Each entry below should be echoed exactly, with pictures omitted.

• [Raw records]
* * * * * * * * *

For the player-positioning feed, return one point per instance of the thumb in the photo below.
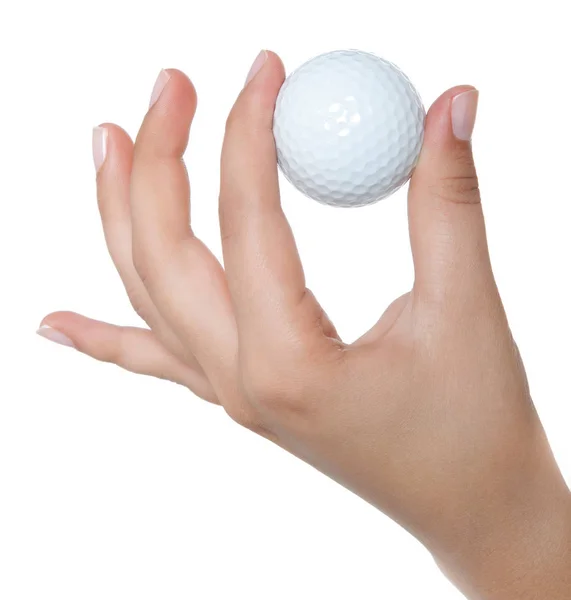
(446, 221)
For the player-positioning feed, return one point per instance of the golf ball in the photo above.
(348, 127)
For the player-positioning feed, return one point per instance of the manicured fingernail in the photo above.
(160, 85)
(55, 336)
(99, 146)
(464, 109)
(256, 66)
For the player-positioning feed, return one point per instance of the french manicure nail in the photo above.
(54, 336)
(160, 85)
(99, 146)
(256, 66)
(464, 109)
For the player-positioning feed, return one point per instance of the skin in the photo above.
(428, 416)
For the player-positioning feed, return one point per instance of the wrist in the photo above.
(526, 555)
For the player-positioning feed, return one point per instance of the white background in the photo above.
(120, 487)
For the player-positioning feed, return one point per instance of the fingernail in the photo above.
(160, 85)
(256, 66)
(55, 336)
(464, 108)
(99, 146)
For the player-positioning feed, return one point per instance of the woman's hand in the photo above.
(428, 416)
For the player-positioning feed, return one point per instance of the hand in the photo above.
(428, 416)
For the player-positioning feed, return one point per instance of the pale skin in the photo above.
(428, 416)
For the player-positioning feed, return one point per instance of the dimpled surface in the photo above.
(348, 127)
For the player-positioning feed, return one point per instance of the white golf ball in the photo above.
(348, 127)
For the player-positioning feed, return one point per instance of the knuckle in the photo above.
(280, 386)
(458, 189)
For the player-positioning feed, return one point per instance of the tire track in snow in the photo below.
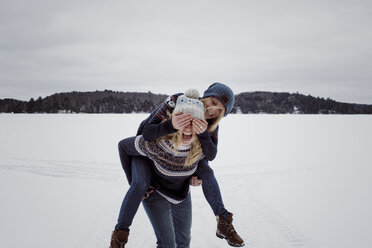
(67, 168)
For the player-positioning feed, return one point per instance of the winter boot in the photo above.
(119, 238)
(225, 230)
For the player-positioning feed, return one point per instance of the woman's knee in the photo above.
(140, 186)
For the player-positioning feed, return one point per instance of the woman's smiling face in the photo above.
(213, 108)
(187, 135)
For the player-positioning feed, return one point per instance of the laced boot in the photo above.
(119, 238)
(225, 230)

* * * * * * * * *

• [Reply]
For the player-positioning feed, return one point per instance of the thumb in the photo below.
(446, 221)
For the player-positioning feed, return one point per instance of the golf ball in the photo above.
(348, 127)
For the player-positioning feed, return one point per instance of the manicured fingernail in the photo above.
(160, 85)
(55, 336)
(99, 146)
(464, 109)
(256, 66)
For the player-positioning feed, return one point per instance of the french manicure nail in the photo above.
(54, 336)
(160, 85)
(99, 146)
(256, 66)
(464, 109)
For the player-positioning feed, return one point per instance of the skin in the photo above.
(428, 416)
For the player-positioning feed, return one point per instance of the wrist in the photo above.
(526, 555)
For the player-positioning feed, return one point per instance of the white background in the photo above.
(120, 487)
For the player-positioning feed, return one point per instance of the fingernail in the photo above.
(160, 85)
(256, 66)
(55, 336)
(464, 108)
(99, 146)
For the player-positioning feed, return one point per instance of the woman's hand in the photo above.
(428, 416)
For the player-positioning feed, return one point per instance of the hand in the photo above.
(428, 416)
For the player-positioning feed, return one point per instance of the pale skin in the photo above.
(428, 416)
For the player-positioning feed, return one point per instance of the dimpled surface in the photo above.
(348, 127)
For the player-positioning feed, return one point per instance of the white golf ball in the photo above.
(348, 127)
For the player-positioning feed, return one point per instance of the knuckle in the photo above.
(280, 386)
(458, 189)
For the player-positioning feed, return one point per instance of the tire track in snow in the photo below.
(67, 168)
For the player-positioning feed, return one point per instance of the winter boot in the photo above.
(119, 238)
(225, 230)
For the player-positioning feed, return one point per instance of the woman's knee in the photo above.
(140, 186)
For the player-positioning feed, return one point per instance of the woman's smiling face in the photo above.
(213, 108)
(187, 135)
For the player-positioning feed, return one point per instance of the laced boot in the photo above.
(119, 238)
(225, 230)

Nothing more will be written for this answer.